Passage provided.
★ ★ ★ ★ ★

Illustrations by Hannah Robinson

Boris Johnson is calling for the country to lose weight together, suggesting that this would help combat a possible second wave of COVID-19. A large part of his plan to ‘tackle obesity’ is to display the calorific content of alcoholic drinks, take-away food and restaurant meals. Whilst it is true that obesity has been on the rise in recent years, the government’s plan is incredibly narrow-minded and does not take into account how damaging and problematic this could be. 

Mental health issues and eating disorders (EDs) have seen exponential growth in the last few years. The charity, Beat, estimate that around 1.25 million people in the UK have an eating disorder. EDs can manifest in a person of any age; the stereotype of a slight young girl throwing her sandwich away in the playground is simply no longer relevant. Of the 1.25 million people estimated, 25% of those are believed to be men. Many older people who struggle with an ED are improperly diagnosed due to a lack of awareness of symptoms in this age group. There are also many more types of EDs than people may be aware of, Beat state that 47% of people diagnosed with an eating disorder suffer from an Other Specified Feeding or Eating Disorder (OSFED).

Suffering with an eating disorder can affect every aspect of ones’ life. It is all encompassing, affecting relations with your mind, your body, and the people around you. Even during recovery people are still vulnerable as triggers can be anywhere, triggers such as calorie labels for example. A large part of the ED recovery process is re-teaching yourself everything you know about food; it is something to be enjoyed and not just a collection of numbers. Displaying the calorific content of food will be incredibly damaging to the nation. It will not only trigger those who may already be struggling or in recovery but will also create a generation of people obsessed with calories. It will allow people to become obsessed with what they put in their mouths, rather than feeling the positive emotions and joy that food and drink can bring.

★ ★ ★ ★ ★

Data for review.
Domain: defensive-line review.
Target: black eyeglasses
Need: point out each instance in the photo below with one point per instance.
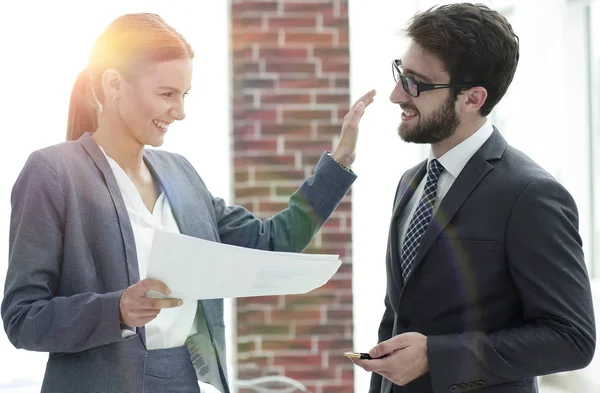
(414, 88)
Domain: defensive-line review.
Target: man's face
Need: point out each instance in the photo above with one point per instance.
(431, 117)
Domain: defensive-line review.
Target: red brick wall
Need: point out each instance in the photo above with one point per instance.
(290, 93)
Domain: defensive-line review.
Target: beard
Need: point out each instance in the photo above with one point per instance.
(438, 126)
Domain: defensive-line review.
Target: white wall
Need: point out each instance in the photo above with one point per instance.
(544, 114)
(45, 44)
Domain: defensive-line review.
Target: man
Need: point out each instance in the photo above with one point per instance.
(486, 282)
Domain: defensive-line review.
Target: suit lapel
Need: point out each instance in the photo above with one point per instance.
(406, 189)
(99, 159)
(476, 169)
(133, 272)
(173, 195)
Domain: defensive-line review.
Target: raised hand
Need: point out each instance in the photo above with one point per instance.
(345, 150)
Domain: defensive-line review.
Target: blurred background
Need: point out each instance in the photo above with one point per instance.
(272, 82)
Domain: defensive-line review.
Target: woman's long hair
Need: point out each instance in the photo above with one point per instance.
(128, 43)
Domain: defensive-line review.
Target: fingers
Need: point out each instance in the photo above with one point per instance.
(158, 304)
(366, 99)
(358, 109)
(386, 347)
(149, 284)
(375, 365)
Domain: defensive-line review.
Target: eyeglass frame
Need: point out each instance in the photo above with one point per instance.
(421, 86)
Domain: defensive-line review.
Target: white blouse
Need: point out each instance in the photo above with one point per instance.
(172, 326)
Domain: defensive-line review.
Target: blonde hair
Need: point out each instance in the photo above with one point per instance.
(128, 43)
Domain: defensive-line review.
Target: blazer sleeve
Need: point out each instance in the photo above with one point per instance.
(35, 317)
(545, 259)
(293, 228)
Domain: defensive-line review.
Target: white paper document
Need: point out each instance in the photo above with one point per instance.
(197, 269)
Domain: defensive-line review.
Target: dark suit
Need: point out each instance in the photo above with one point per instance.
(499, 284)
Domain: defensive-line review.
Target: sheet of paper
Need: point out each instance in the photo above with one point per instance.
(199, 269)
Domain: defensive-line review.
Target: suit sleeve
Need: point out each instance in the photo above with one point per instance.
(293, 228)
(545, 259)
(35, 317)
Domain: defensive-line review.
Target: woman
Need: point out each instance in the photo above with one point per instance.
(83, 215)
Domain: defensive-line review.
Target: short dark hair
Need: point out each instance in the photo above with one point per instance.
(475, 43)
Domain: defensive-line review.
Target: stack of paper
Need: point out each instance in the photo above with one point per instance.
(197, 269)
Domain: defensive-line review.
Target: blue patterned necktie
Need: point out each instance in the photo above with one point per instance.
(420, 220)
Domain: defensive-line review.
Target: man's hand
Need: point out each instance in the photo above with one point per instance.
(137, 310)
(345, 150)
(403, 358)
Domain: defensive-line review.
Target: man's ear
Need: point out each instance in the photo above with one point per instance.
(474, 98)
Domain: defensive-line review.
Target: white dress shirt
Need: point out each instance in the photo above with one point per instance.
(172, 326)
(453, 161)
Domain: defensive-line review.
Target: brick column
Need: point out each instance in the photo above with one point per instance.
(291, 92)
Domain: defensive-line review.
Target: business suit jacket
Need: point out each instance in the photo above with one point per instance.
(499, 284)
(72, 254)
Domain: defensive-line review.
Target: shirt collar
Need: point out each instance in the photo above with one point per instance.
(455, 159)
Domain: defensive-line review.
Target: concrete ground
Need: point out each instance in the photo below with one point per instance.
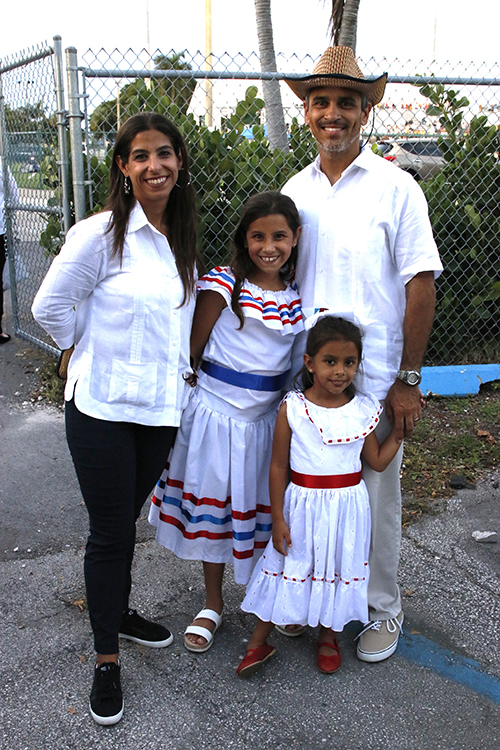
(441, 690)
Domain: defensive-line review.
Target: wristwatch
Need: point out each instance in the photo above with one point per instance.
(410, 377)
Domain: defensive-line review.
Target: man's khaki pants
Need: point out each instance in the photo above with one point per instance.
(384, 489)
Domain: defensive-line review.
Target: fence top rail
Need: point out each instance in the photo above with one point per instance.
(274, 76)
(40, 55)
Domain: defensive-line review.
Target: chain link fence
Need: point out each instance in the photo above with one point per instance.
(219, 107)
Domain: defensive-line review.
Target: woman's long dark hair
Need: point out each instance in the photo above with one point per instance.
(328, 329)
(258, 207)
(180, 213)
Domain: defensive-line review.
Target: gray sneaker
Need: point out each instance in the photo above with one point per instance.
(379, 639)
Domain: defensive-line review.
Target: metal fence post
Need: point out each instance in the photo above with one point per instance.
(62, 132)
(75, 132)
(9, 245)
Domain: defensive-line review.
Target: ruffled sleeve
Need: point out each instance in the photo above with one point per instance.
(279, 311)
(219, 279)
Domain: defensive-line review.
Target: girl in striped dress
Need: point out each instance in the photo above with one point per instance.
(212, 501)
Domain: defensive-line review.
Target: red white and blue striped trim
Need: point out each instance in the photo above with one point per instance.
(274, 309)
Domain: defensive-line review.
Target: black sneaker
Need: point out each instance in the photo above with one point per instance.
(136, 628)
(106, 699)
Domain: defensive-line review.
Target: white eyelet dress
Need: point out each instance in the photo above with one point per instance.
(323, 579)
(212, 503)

★ ★ ★ ★ ★

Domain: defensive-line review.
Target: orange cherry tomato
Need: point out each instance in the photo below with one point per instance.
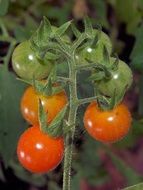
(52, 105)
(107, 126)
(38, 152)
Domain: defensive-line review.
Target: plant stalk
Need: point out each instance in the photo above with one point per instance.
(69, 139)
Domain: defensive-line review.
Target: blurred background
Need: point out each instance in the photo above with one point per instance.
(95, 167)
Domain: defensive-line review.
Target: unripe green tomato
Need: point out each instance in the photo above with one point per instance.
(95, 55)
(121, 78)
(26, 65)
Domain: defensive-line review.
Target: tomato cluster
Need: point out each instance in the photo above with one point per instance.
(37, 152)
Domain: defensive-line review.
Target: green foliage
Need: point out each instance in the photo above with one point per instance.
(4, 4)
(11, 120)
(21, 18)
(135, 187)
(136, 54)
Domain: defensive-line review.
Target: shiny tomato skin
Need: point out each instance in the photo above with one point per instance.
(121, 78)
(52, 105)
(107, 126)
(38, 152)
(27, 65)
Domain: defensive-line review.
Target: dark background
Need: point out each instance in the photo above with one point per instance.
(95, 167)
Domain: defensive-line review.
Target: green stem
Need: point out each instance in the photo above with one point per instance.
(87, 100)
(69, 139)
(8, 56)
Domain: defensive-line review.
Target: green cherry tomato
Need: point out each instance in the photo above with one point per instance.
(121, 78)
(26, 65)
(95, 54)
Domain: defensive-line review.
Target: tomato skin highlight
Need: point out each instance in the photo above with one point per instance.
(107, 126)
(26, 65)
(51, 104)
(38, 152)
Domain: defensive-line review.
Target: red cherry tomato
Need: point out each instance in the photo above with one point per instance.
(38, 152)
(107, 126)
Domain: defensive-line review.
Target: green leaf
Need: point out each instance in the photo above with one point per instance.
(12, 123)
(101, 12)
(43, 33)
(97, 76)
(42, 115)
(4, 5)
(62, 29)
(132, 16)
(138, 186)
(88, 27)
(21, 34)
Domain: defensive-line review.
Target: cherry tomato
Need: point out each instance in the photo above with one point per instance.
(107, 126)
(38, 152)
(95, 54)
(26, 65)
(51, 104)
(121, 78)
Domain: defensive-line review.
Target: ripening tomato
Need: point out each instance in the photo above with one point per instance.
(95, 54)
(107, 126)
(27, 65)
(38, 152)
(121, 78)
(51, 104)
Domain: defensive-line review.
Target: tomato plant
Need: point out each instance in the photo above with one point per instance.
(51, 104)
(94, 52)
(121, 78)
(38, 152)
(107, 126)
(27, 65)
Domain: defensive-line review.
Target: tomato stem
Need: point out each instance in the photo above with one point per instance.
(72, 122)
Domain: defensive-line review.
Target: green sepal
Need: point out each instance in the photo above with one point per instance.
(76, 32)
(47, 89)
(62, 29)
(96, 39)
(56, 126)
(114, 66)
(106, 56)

★ ★ ★ ★ ★

Work order 1. In the passage on calorie labels and eating disorders, what share of the estimated 1.25 million people in the UK with an eating disorder are believed to be men?
Work order 2. Give again the part of the passage on calorie labels and eating disorders that begins at the words "Illustrations by Hannah Robinson" and stops after "this could be.".

Result 1. 25%

Result 2.
Illustrations by Hannah Robinson

Boris Johnson is calling for the country to lose weight together, suggesting that this would help combat a possible second wave of COVID-19. A large part of his plan to ‘tackle obesity’ is to display the calorific content of alcoholic drinks, take-away food and restaurant meals. Whilst it is true that obesity has been on the rise in recent years, the government’s plan is incredibly narrow-minded and does not take into account how damaging and problematic this could be.